[Assignment] Give the entries back exactly, dropping each image.

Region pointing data

=== Section Start ===

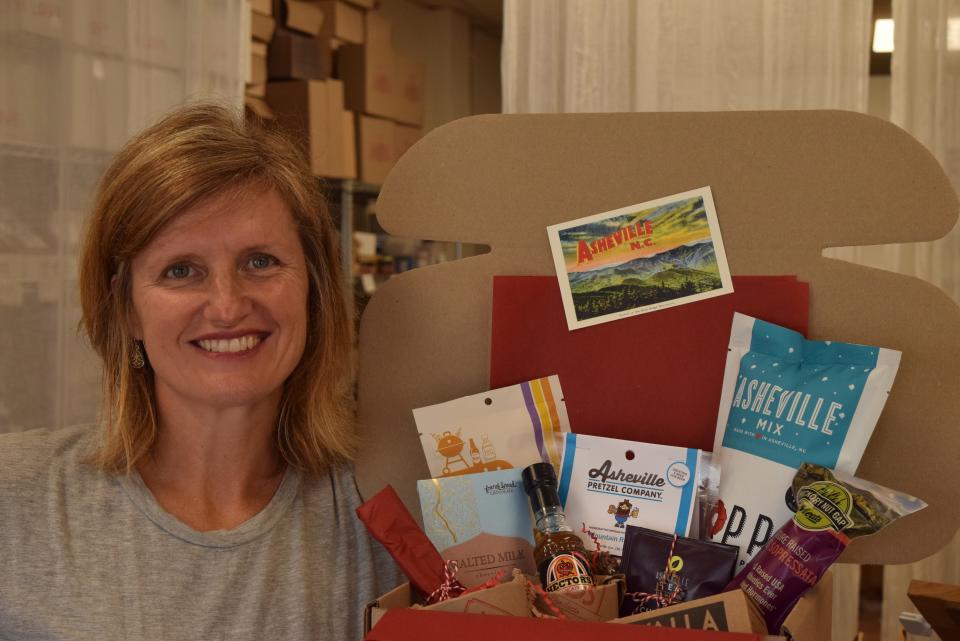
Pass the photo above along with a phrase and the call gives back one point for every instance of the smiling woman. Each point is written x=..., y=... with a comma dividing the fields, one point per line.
x=216, y=498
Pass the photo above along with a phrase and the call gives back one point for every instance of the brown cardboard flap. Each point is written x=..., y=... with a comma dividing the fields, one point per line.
x=785, y=184
x=939, y=603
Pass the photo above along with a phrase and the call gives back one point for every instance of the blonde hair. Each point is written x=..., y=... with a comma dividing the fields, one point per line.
x=190, y=155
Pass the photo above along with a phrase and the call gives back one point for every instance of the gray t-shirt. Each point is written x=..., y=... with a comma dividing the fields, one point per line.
x=86, y=555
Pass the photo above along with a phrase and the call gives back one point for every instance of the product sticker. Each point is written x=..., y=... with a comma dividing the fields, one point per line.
x=787, y=400
x=510, y=427
x=481, y=521
x=639, y=259
x=607, y=484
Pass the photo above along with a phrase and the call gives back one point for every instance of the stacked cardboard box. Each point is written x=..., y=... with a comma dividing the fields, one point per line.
x=385, y=89
x=299, y=90
x=261, y=27
x=354, y=118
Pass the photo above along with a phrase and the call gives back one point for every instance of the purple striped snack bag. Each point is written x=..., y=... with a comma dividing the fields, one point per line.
x=505, y=428
x=832, y=509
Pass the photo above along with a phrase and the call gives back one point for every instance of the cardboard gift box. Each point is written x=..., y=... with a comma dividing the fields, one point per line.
x=407, y=624
x=599, y=604
x=726, y=612
x=786, y=185
x=511, y=598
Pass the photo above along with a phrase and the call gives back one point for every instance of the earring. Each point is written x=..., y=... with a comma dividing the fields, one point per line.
x=136, y=359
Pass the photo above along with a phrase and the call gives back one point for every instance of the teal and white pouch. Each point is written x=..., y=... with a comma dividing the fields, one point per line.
x=787, y=400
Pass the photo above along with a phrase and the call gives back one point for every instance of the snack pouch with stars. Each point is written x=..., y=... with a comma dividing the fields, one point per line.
x=788, y=400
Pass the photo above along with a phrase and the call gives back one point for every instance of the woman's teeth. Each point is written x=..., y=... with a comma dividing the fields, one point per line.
x=230, y=345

=== Section End ===

[Written solution]
Pass the photo above along with a phrase and the call gives back one point for every instance of the smiling woman. Each point is written x=..., y=... with a comma dividing the fields, one point per line.
x=216, y=498
Pass the photo above along with a phrase and the call gives back one point for every instance of the brown cardboard flap. Each point is written x=..., y=... with a comma dividing the fields, one point per line.
x=785, y=184
x=939, y=603
Pass the photo above along with a phrase and the call gives back one point for every instance of the blonde hair. Each point is written x=..., y=... with a comma dividing the fields, one point per line.
x=190, y=155
Pass the photo above along with a phrase and the call gives back one point for every instance of the gray t-shirt. Each point is written x=..., y=... with a comma dividing the fields, one point per line.
x=86, y=555
Pass the photo above along with a phrase and the call gives back one point for every instance of the product sticker. Each point is written x=..., y=... with a comma dividing the fields, one point per line.
x=787, y=400
x=510, y=427
x=481, y=521
x=639, y=259
x=607, y=484
Pass the photo above along with a phrase and the call gives back one point for every instance of the stacked cardboard box. Each point is written x=..., y=... with a comma dividing the fields, one point per line.
x=385, y=89
x=299, y=90
x=261, y=27
x=354, y=118
Pass the photo above along with a phrase and the call gives back one point for every instance of the purple striped snack bag. Each point is written x=..., y=... with a comma dividing the fields, one point per line.
x=505, y=428
x=832, y=509
Pass the photo above along with a phrase and the call gives back one point for every instance of the cardboard gift box. Each point is written x=..., y=... with a comma dividing the fields, one point per line.
x=407, y=624
x=599, y=604
x=726, y=612
x=786, y=185
x=511, y=598
Pass the photo above along with a phrase and the call gives back one point for every instance of the earring. Each point is written x=..., y=... with a comma dividing the fields, one point per line.
x=136, y=359
Pass the photo above along with a phrase and the call gives back one point for every instance of the teal and white pouch. Each point is written x=..., y=... with a comma dividing the fields, one point per line.
x=787, y=400
Pass the photo above along with a phrase and the call gives back one point for every instance of the snack pouch with stars. Each point is written x=..., y=... with a comma dividing the fields, one point per line.
x=788, y=400
Pass the photo above along with a phrase and the call gives back one point for every instance of the woman's teeth. Each point is written x=..., y=... with a comma dividing the fields, one point per line.
x=230, y=345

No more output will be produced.